[Provided data]
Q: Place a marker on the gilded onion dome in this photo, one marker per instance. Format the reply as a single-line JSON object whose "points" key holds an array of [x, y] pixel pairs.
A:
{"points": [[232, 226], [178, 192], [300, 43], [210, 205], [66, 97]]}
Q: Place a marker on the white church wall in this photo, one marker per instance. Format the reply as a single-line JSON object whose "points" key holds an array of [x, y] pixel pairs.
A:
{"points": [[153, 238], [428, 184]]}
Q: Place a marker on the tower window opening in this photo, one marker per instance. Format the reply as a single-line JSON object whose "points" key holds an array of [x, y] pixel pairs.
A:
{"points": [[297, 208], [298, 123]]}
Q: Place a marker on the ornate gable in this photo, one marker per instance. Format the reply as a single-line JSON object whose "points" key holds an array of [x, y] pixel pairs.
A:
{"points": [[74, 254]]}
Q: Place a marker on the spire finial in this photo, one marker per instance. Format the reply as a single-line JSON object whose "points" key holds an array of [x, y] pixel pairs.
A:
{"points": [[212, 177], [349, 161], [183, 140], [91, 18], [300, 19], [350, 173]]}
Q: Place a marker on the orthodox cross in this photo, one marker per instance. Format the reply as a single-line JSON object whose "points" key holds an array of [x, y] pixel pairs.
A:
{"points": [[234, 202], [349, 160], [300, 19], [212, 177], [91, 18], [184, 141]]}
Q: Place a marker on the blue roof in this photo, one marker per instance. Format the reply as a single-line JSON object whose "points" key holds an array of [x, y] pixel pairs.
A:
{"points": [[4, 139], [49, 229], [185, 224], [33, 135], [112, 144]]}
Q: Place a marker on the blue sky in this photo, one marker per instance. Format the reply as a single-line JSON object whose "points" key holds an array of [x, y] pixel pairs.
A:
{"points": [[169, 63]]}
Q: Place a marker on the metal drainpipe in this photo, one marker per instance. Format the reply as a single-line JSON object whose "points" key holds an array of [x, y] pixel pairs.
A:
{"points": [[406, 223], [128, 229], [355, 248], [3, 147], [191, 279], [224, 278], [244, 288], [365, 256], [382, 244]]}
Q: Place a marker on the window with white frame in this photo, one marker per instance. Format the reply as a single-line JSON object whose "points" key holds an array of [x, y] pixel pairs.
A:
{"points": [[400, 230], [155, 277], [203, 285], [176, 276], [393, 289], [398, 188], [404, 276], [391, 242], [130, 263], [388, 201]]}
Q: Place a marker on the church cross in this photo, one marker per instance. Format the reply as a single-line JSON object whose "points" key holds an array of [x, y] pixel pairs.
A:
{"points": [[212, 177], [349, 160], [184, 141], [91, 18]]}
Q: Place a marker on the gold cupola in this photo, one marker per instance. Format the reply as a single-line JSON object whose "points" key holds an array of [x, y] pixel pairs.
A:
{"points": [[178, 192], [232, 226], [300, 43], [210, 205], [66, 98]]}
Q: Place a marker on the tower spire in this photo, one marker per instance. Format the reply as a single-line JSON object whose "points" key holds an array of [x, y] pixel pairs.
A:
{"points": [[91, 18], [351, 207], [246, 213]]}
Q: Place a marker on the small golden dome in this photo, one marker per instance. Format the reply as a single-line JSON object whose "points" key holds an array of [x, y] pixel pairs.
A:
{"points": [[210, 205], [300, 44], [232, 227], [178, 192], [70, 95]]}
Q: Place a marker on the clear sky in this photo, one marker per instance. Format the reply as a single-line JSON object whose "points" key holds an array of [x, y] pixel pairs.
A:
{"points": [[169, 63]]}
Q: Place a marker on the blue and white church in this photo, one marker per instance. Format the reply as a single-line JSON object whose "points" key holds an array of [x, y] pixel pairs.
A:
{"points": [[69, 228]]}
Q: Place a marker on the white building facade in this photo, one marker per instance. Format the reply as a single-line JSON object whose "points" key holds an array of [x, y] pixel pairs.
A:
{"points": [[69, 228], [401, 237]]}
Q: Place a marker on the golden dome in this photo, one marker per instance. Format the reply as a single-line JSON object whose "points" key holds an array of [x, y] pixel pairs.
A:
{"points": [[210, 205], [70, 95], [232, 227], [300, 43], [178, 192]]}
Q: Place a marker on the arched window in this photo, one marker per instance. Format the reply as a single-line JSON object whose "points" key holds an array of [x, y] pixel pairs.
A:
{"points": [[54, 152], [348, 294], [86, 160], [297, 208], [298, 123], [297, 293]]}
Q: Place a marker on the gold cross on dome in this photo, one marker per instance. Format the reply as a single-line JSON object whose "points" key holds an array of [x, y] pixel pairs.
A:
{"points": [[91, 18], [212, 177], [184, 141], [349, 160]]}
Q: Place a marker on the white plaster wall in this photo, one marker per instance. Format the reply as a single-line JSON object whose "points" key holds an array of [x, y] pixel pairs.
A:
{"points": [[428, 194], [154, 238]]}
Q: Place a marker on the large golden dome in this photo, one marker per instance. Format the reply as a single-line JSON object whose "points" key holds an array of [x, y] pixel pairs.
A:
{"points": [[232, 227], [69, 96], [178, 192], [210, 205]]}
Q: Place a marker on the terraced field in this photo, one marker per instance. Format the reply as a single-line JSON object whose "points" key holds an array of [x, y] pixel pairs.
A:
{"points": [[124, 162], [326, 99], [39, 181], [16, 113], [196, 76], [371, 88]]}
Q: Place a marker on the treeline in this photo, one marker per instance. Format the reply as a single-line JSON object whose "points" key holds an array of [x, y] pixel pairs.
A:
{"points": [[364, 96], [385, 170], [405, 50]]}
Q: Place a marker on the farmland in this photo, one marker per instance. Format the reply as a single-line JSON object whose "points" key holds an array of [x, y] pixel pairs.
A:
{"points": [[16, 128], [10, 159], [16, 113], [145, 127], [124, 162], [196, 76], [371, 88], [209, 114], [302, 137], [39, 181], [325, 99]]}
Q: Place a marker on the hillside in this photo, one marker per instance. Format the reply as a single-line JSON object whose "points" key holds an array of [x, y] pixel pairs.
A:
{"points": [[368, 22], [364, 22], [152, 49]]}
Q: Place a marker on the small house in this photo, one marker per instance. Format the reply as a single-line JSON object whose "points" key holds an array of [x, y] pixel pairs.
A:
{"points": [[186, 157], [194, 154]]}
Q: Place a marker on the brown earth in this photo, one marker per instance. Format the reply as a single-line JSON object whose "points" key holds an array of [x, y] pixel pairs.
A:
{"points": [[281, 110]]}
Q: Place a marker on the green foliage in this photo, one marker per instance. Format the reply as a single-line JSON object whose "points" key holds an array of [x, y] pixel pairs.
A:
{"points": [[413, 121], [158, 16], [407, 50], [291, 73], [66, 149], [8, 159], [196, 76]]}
[/Provided data]
Go through the records and set every one down exactly.

Q: Place a marker on the gilded onion dome in this photo, one marker per instance. Format the reply as a single-line JSON object whose "points" key holds an array of [x, y] pixel pairs.
A:
{"points": [[232, 226], [178, 192], [300, 43], [210, 205], [66, 97]]}
Q: Place a marker on the white church wall in this photo, one marker per instance. Format the reply as a single-line JSON object whose "points" key holds an array of [x, y] pixel pairs.
A:
{"points": [[153, 238], [428, 184]]}
Q: Place a marker on the tower window opening in this photo, one marker per instance. Format the reply as a single-line JSON object whose "points" key holds an array of [x, y] pixel pairs.
A:
{"points": [[297, 208], [298, 123]]}
Q: Place a marker on the ornate gable in this photo, one marker per instance. Format the reply as a single-line JSON object whose "points" key holds an array of [x, y] pixel pairs.
A:
{"points": [[74, 254]]}
Q: Place a marker on the spire finial in this photo, one marker per instance. Format the reply as a single-line JSON object whose "points" key holds an array of [x, y] pixel pairs.
A:
{"points": [[212, 177], [349, 161], [183, 140], [91, 18], [300, 19], [350, 173]]}
Q: Place a marker on the orthodox cross in this photo, one marker per instance. Format the reply as a single-line JSON object whose "points" key holds an array of [x, y] pixel pairs.
A:
{"points": [[234, 202], [349, 160], [300, 19], [212, 177], [91, 18], [184, 141]]}
Q: Place a marker on the blue roof in this photo, one marker per instance. Format the reply as a single-line JSON object whose "points" key holds an array of [x, y] pixel pairs.
A:
{"points": [[4, 139], [49, 229], [185, 224], [33, 135], [112, 144]]}
Q: Place a marker on the blue sky in this photo, one marker per instance. Format the reply as a single-line JSON object whose "points" key holds an array of [x, y] pixel pairs.
A:
{"points": [[169, 63]]}
Q: Place a marker on the metal drainpipe in this photo, one marker per instance. Format the reply as a single-line JSON object whose "points" key holds an array of [x, y] pixel pairs.
A:
{"points": [[406, 223], [128, 229], [355, 248], [3, 147], [191, 279], [224, 278], [244, 288], [365, 256], [382, 244]]}
Q: Place a marker on the window with white frame in this photo, one marker per instance. Format the reply as a single-line JSON object whose "points" key holds an array of [x, y] pixel pairs.
A:
{"points": [[400, 230], [155, 277], [203, 285], [176, 276], [393, 289], [398, 188], [404, 276], [391, 242], [130, 263], [388, 201]]}
Q: Place a marker on the church cross in this photo, one marker per instance. Format the reply as a single-line JSON object whose "points" key holds an array of [x, y] pixel pairs.
A:
{"points": [[212, 177], [349, 160], [184, 141], [91, 18]]}
Q: Place a marker on the gold cupola in this photo, one marker per instance. Format the reply as a single-line JSON object whose "points" key holds an array of [x, y] pixel pairs.
A:
{"points": [[178, 192], [232, 226], [300, 43], [210, 205], [66, 98]]}
Q: Place a marker on the tower spire in this photo, one marker per instance. Format the reply as a single-line JSON object whose "points" key holds an array of [x, y] pixel pairs.
A:
{"points": [[91, 18], [351, 207], [246, 213]]}
Q: Place a marker on the small golden dome in this photo, one marker per instance. Format the reply as a single-line JSON object whose "points" key holds an array of [x, y] pixel pairs.
A:
{"points": [[210, 205], [300, 44], [232, 227], [178, 192], [70, 95]]}
Q: Place a marker on the clear sky in this photo, one marker per instance. Format the reply as a single-line JSON object whose "points" key holds an array of [x, y] pixel pairs.
A:
{"points": [[169, 63]]}
Q: Place a marker on the blue and white church in this photo, one marker per instance. Format the reply as a single-line JSON object whose "points" key holds an array of [x, y] pixel pairs.
A:
{"points": [[69, 228]]}
Q: Place a marker on the white building facade in this photo, one marker per instance. Format the reply as a single-line JSON object whose "points" key holds an array of [x, y] pixel pairs.
A:
{"points": [[69, 228], [401, 237]]}
Q: Place a marker on the golden dome in this photo, one marker per instance. Format the reply as a single-line JSON object whose "points" key holds an array of [x, y] pixel pairs.
A:
{"points": [[210, 205], [70, 95], [232, 227], [300, 43], [178, 192]]}
Q: Place a marker on the arched window in this photo, one marker per instance. Format the reply as a single-line JSON object whose "points" key holds an array of [x, y] pixel pairs.
A:
{"points": [[54, 152], [348, 294], [86, 160], [297, 208], [298, 123], [297, 293]]}
Q: Place a marker on the gold cross on dome in this photo, one marker per instance. Format the reply as a single-line JSON object whose "points" key holds an array of [x, y] pixel pairs.
A:
{"points": [[91, 18], [212, 177], [184, 141], [349, 160]]}
Q: Place a marker on the white plaster wall in this photo, one marker per instance. Format the reply as a single-line JSON object whose "points" key holds an array of [x, y] pixel pairs.
A:
{"points": [[428, 194], [154, 238]]}
Q: Place a marker on the large golden dome in this photo, one marker per instance. Format the reply as a single-line JSON object whose "points" key holds an array of [x, y] pixel pairs.
A:
{"points": [[232, 227], [69, 96], [178, 192], [210, 205]]}
Q: Place a marker on the terraced field in this photo, one marker per instance. Format the reply as a single-line JSON object whose "points" key holds an array of [x, y] pixel pairs.
A:
{"points": [[124, 162], [326, 99], [39, 181], [16, 113], [196, 76], [371, 88]]}
Q: Place a marker on the treeline in this photo, one marker per instance. Format the reply as a single-line JSON object whose "points" key holds an array of [x, y] pixel pairs.
A:
{"points": [[364, 96], [385, 170], [405, 50]]}
Q: Place a marker on the farmland in this photo, one marker per instance. Format the reply as a single-line JSON object whose "points" key holds an array of [x, y] pixel pairs.
A:
{"points": [[16, 128], [10, 159], [16, 113], [145, 127], [124, 162], [196, 76], [371, 88], [209, 114], [302, 137], [39, 181], [325, 99]]}
Q: Place a marker on the hillside in this photo, one marker per instance. Format the reply as a single-line JSON object whose "points" key holds an array of [x, y] pixel pairs.
A:
{"points": [[368, 22], [364, 22], [152, 49]]}
Q: Place a marker on the small house in this photo, one marker per instance. Format the reply as a single-line JSON object whose "points" key holds an array of [x, y] pixel pairs.
A:
{"points": [[186, 157], [194, 154]]}
Q: Place a marker on the brown earth in this photo, one marker per instance. Format the reply as a single-line JSON object whose "points" key holds an array of [x, y] pixel pairs.
A:
{"points": [[281, 110]]}
Q: Place a marker on the green foliage in this photo, one marker per instance. Format the reply as a single-line JSON object whose "points" key holds an array of [x, y] pixel pairs.
A:
{"points": [[413, 121], [158, 16], [407, 50], [291, 73], [66, 149], [8, 159], [196, 76]]}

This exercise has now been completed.